▶ EXERCISE AIM
Report the number of lines of the listing below containing the string "jersey", with nothing added.

▶ PROVIDED INFORMATION
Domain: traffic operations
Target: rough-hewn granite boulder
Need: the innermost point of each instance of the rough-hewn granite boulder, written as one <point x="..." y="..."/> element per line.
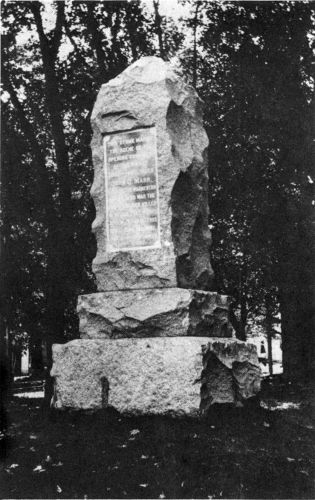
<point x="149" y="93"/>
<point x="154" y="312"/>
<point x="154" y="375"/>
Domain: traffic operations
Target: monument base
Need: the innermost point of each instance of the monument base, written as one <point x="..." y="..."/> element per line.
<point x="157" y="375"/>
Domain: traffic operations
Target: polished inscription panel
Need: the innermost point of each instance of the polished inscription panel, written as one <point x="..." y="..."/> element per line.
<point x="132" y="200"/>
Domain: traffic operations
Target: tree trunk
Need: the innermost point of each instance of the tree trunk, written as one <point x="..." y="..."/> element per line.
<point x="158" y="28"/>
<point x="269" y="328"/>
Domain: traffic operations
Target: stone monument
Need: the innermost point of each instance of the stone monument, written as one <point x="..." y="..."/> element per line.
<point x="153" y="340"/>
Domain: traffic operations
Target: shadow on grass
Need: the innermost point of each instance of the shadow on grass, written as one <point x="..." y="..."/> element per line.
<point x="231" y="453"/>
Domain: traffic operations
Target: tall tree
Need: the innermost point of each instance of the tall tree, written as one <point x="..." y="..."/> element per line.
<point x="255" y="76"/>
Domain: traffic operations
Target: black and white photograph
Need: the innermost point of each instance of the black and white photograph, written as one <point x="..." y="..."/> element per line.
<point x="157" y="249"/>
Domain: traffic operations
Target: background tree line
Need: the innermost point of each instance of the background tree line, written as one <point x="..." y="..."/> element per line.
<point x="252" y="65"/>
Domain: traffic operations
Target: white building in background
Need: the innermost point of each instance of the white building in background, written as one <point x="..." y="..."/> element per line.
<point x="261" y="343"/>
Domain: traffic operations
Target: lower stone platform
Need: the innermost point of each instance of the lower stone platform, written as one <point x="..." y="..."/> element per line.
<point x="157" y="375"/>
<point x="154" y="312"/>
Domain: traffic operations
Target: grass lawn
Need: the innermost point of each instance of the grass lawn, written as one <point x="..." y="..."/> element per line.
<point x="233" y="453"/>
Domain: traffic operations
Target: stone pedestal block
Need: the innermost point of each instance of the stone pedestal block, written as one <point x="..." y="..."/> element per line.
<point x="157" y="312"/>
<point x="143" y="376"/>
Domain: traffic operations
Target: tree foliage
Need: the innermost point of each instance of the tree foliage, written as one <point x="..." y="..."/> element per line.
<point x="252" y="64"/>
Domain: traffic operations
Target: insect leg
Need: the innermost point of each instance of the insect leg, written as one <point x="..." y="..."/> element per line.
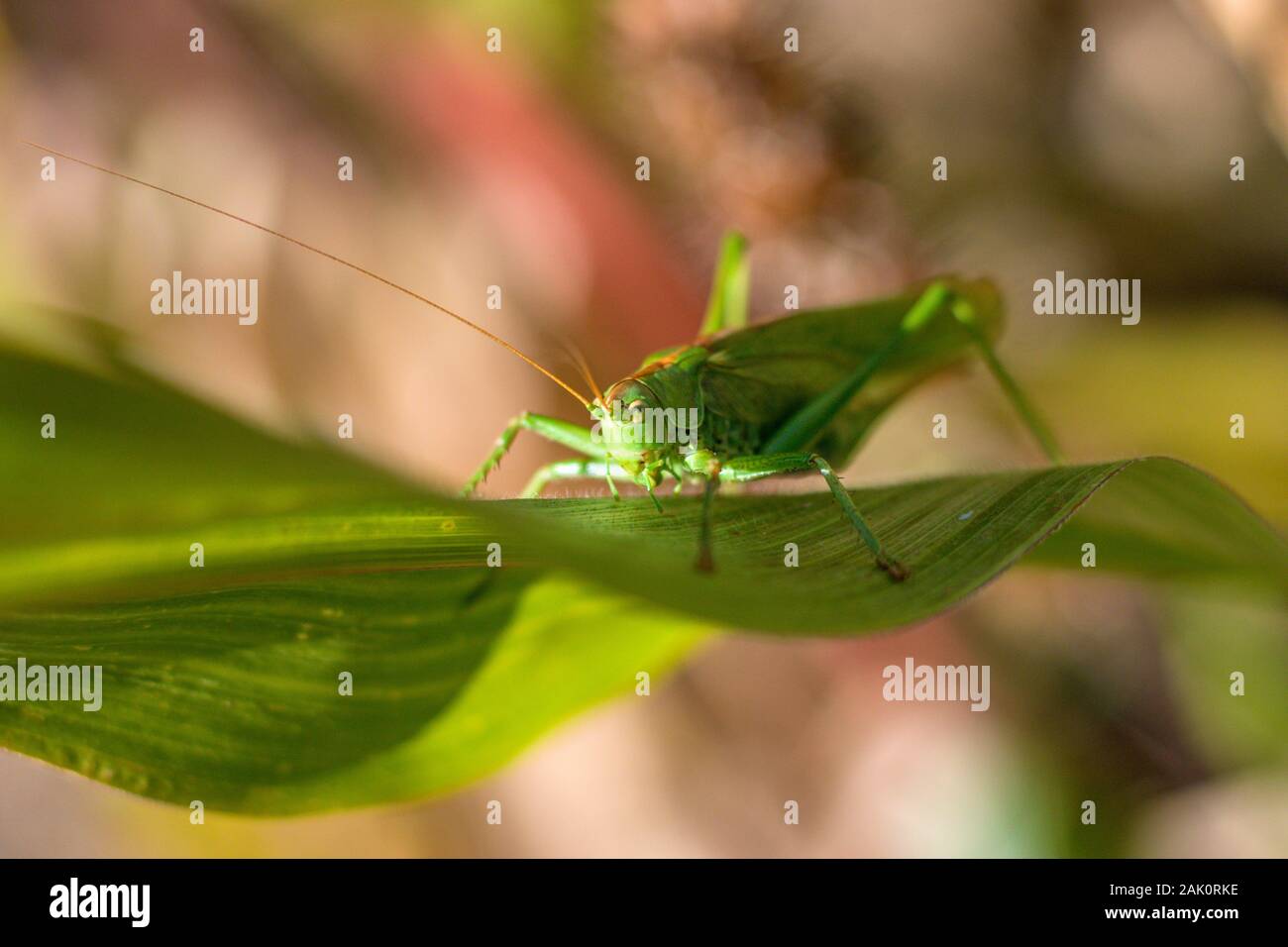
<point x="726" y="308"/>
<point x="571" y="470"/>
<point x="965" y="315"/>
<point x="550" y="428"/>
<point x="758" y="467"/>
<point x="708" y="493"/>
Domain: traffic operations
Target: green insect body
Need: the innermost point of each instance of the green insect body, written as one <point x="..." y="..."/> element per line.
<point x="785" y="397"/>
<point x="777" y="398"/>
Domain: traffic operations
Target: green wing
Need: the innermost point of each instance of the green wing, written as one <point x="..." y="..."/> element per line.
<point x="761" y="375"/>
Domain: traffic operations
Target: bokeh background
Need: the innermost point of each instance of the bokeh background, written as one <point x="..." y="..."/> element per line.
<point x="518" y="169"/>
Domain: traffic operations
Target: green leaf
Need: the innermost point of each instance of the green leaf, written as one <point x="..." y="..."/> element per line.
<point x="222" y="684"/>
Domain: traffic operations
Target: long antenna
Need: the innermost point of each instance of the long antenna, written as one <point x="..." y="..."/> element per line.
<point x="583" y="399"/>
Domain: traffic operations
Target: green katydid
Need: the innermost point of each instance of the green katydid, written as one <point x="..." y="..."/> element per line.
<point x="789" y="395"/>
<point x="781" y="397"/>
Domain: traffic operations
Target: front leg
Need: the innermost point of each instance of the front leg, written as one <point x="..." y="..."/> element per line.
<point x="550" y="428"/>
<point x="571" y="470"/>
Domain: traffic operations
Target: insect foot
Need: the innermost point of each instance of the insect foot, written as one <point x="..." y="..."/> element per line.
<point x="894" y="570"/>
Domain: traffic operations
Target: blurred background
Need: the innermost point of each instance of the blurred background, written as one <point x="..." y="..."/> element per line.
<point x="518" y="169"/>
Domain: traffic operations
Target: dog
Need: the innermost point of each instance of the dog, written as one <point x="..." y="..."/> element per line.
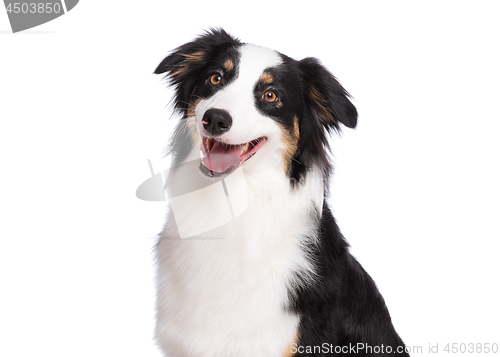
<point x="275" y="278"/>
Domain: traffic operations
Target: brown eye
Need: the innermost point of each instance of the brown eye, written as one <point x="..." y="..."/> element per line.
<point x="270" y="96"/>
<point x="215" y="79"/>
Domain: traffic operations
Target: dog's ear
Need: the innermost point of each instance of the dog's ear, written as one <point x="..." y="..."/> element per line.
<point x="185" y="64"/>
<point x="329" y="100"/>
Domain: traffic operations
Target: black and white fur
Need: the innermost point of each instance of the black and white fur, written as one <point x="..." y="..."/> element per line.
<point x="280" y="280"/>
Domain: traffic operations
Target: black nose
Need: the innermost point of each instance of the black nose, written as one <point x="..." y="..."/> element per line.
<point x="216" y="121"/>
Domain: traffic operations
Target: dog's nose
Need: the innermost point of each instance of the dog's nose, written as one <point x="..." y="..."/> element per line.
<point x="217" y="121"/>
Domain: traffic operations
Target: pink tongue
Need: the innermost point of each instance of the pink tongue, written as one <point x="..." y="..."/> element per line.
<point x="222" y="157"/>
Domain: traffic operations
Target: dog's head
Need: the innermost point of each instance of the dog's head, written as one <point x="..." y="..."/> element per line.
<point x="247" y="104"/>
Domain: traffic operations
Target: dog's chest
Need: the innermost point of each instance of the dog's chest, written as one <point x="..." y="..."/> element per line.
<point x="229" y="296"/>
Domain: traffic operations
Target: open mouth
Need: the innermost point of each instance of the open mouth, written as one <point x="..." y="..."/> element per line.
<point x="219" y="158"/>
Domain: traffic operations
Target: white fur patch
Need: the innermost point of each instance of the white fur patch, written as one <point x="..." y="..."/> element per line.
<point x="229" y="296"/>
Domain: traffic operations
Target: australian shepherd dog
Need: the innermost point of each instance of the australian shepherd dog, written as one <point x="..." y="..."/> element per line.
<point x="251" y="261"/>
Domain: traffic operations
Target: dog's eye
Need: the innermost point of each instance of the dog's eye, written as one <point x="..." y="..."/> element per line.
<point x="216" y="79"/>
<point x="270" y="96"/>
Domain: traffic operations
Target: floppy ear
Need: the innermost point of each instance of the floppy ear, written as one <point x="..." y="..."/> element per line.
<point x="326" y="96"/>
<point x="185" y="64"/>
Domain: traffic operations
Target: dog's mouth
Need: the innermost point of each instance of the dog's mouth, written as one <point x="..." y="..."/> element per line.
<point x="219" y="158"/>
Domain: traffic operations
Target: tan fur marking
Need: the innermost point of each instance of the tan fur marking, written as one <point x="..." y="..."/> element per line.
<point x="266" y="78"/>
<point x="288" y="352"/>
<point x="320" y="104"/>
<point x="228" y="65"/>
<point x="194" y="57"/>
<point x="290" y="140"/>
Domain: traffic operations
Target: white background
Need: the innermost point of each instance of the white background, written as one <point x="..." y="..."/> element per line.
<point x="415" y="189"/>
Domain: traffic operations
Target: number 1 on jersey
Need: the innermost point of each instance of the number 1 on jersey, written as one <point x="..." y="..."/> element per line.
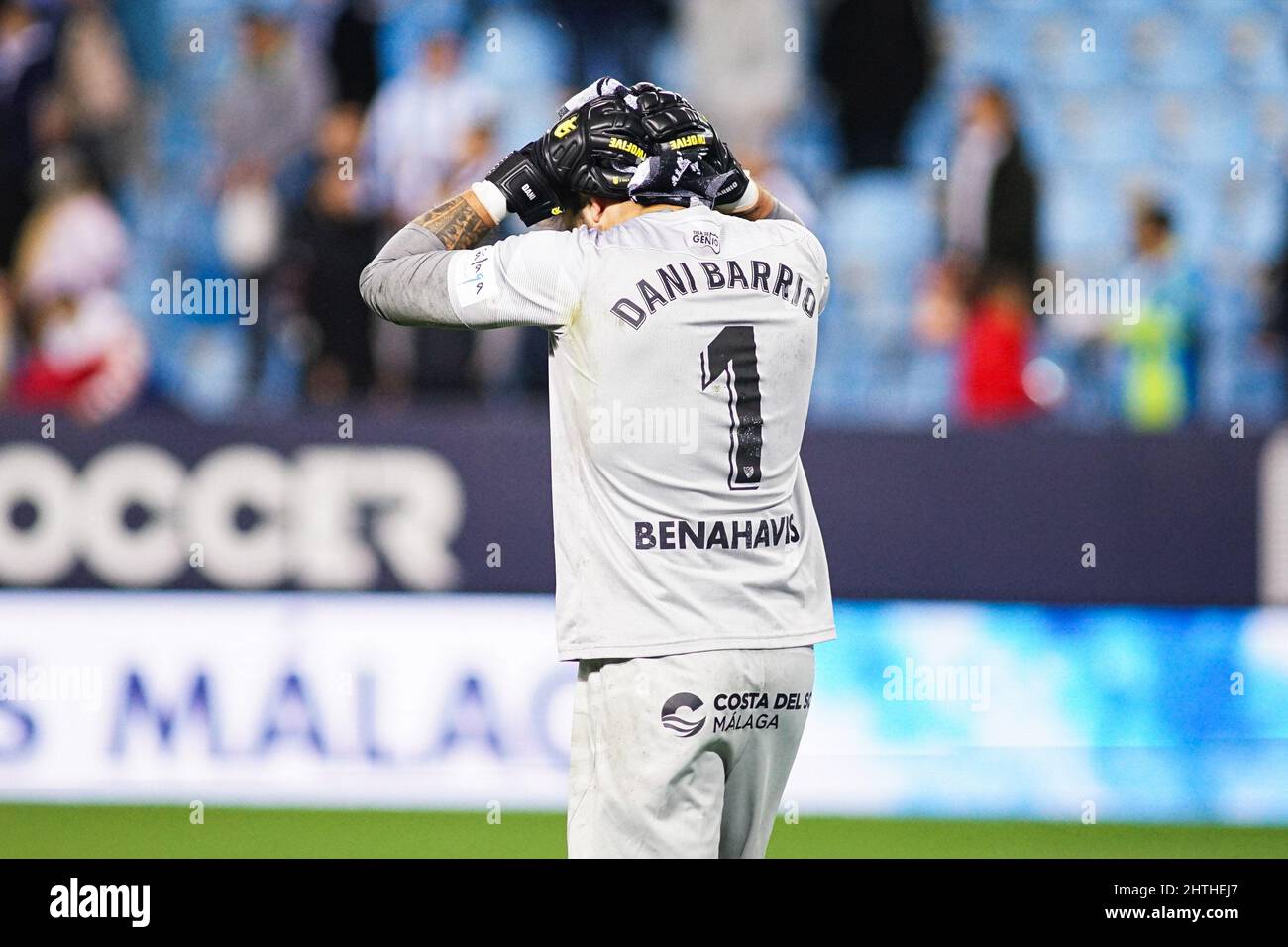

▶ TASK RESPONSE
2